▸ WORK INSTRUCTIONS: When the listing has been read, print it out again in full, word for word.

▸ PROVIDED RECORDS:
= Beginning of Section =
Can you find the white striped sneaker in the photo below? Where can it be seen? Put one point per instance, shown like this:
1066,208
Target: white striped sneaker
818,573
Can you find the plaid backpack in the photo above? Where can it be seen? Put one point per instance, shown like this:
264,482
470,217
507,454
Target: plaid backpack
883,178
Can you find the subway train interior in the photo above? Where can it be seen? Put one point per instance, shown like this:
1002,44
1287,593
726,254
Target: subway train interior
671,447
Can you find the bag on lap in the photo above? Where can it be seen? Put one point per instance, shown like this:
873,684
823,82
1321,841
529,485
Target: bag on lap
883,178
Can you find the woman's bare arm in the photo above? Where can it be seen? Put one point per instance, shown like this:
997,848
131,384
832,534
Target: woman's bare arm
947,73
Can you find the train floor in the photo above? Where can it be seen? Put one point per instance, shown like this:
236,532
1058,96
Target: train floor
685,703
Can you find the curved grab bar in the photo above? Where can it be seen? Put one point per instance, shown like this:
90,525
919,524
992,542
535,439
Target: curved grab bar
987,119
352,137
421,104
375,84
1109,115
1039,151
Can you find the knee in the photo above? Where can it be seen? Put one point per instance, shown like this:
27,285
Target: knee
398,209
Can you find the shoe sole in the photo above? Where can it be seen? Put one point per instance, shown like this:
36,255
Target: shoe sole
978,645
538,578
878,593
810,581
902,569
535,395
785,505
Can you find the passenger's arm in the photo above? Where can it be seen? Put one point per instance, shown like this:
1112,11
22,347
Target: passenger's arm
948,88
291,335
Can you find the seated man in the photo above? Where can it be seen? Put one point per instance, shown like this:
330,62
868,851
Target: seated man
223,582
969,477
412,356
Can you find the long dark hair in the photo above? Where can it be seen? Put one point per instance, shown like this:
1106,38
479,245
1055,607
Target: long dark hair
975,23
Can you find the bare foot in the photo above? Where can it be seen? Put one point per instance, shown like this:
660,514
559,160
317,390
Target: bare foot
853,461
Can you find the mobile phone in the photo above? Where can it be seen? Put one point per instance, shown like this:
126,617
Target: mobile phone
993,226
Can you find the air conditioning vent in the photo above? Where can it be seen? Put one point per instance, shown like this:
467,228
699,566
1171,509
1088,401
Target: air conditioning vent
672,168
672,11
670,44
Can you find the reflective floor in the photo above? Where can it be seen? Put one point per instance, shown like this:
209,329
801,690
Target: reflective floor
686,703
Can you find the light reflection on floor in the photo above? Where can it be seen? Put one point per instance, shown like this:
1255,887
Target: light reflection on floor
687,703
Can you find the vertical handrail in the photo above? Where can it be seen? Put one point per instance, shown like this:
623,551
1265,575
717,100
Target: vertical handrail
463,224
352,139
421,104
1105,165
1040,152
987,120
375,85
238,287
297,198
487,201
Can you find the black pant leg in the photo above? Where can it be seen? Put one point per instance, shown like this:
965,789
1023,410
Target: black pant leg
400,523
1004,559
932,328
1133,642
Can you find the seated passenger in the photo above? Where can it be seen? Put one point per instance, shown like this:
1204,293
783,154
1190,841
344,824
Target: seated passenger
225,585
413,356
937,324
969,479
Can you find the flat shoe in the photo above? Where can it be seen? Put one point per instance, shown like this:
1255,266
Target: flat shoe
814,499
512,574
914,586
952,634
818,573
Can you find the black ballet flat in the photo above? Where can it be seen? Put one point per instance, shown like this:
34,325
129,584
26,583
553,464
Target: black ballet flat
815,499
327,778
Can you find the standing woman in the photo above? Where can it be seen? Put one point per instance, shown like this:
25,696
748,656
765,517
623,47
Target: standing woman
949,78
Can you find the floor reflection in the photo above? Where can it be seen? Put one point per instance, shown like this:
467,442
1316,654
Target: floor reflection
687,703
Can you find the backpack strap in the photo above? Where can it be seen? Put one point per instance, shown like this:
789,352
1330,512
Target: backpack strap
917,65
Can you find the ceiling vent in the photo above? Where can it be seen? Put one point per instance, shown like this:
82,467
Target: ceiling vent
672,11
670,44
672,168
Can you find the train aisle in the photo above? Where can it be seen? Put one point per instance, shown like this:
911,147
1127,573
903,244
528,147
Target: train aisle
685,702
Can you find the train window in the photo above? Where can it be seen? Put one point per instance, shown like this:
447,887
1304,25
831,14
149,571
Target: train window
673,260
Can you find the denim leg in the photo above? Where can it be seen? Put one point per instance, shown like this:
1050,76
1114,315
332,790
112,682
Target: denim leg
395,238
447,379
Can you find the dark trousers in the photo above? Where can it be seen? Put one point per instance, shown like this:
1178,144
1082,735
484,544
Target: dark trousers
= End of Section =
▸ RESULT OF THIS TASK:
Can you find the white striped sneaker in the photo below? Where can it be seen? Put one point per instance, shown like this:
1066,208
Target: white striped sneaker
818,573
Can you find the plaid backpack in the photo above? Where can it be seen? Put one point per instance, shown like this:
264,482
470,217
507,454
Target: plaid backpack
883,178
Can you find the subway train interior in the photo above? Where can it be seen? Put one point per instance, shown like this:
1002,44
1287,593
726,254
Target: subway train interior
671,447
Can you find the bag on lap in the photo above? Where can it be seen? Put one point per instance, shown like this:
873,684
823,82
1321,841
529,485
Target: bag on lap
883,178
Can you find the woman's bare arm in the photo above? Where can it be seen? Put one point per instance, shown like this:
997,848
131,384
832,534
Target: woman's bare arm
947,73
Can you find the train floor in the photo above? Where can it be seen? Put one point per instance, shown like this:
236,532
1058,96
Target: train floor
685,703
Can you find the curved grab bar in the photo above? Where can it be seen? Put one point per instance, shown like this:
90,525
919,524
992,542
535,439
Target: curved grab bar
987,119
352,137
421,104
375,84
1109,115
1039,151
Can you find the knee in the photo above? Where can it be seen? Put one point per instance, shown like this:
27,285
Target: knee
398,209
Can you find the shoe sole in the photo above? Where can it be seen? Put one point per instance, shown like this:
36,255
Target: shoe sole
978,645
538,578
878,593
810,581
902,569
535,395
785,505
Can you find the passenger's arm in the photo above? Where can it be seen? Put one point per instance, shown like this:
1112,11
22,347
Target: passenger's arm
948,88
291,335
Can you find the seated man in the photo above? Where can it be seen? Put one point per instance, shown like this:
330,62
868,851
Target: seated man
223,582
969,477
412,356
Can you find the long dark hair in the photo above? Where can it be seen? Put one point per instance, shown like this:
1106,38
479,245
1055,607
Target: long dark hair
975,23
Can you find the bare foot in the photo above? Where can it be seen? Put one point per instance, shown like this:
660,514
559,160
317,390
Target: bare foot
853,461
Can you find the mobile phone in the photo above? Where can it be seen? Put one point per instance, shown like this:
126,617
Target: mobile phone
993,226
Can you find the air conditioning vent in the photo above? Where can it be seen? Put one point per instance, shown like this:
467,228
699,566
1171,509
1088,401
Target: air conditioning vent
672,168
672,11
670,44
Can you find the reflective floor in the photo above? Where can it be seen? Put one point per instance, shown like this:
209,329
801,690
Target: reflective floor
686,703
Can you find the light reflection on floor in the photo above? Where can it be seen? Put one point per instance, shown like this:
1255,887
Target: light reflection on floor
687,703
Can you find the vertical handrail in the photo above? Where can it be seen? Put one point per instance, shown like this:
623,551
1265,575
717,100
Target: vertical handrail
463,224
352,139
421,104
1105,165
1040,152
987,120
375,85
238,287
297,198
487,201
Can you find the black pant leg in the photo above? Where can it be seen? Put one point per instance, shown like this:
965,789
1023,410
Target: black pant leg
400,523
1004,559
932,328
1133,642
Can you find the seated passenger in the photo above? Where can it be seen? Put one point per instance, shown like this:
1204,293
783,154
1190,841
344,824
Target: seated passenger
225,585
413,356
937,324
969,479
Can you find the flat shoe in the photo above? Where can it be seen? Put one point per instance, shown like this:
1255,266
Target: flat shoe
814,499
512,574
914,586
952,634
818,573
Can you find the black ballet flat in the photo above? Where can it be seen? Put one point per instance, shown like this:
34,325
129,584
26,583
553,464
Target: black ballet flat
815,499
327,778
Can you find the standing woman in the photo above? Where can it be seen? Put one point per instance, shown like this:
25,696
748,656
765,517
623,47
Target: standing woman
949,78
Can you find the floor reflection in the photo above? Where can it be seen? Put one point per instance, shown like this:
467,442
1316,654
Target: floor reflection
687,703
Can you find the backpack strap in the photo above? Where can it be seen? Put one point per instance, shown like this:
789,352
1330,512
Target: backpack strap
917,65
Can you find the ceiling vent in the photo above? Where can it be seen? Put one point per instance, shown like this:
82,467
Target: ceiling vent
672,11
670,44
672,168
Can you find the train aisle in the photo above? Where can it be seen? Put one point per instance, shown like this:
911,147
1127,573
903,244
528,147
Target: train aisle
685,702
Can you find the train window in the photo above? Where can it be seen? Put one point per instance, shown like this:
447,887
1304,25
831,14
149,571
Target: train window
673,260
Can you find the denim leg in the photo above? Where can it be seen? Put one point per instance, shown like this:
1050,76
1114,315
332,790
112,682
Target: denim leg
395,238
447,379
Can you find the dark trousers in the photo above? Where can it be seen? Put one point per instance, shown like this:
1178,144
1082,735
484,544
Target: dark trousers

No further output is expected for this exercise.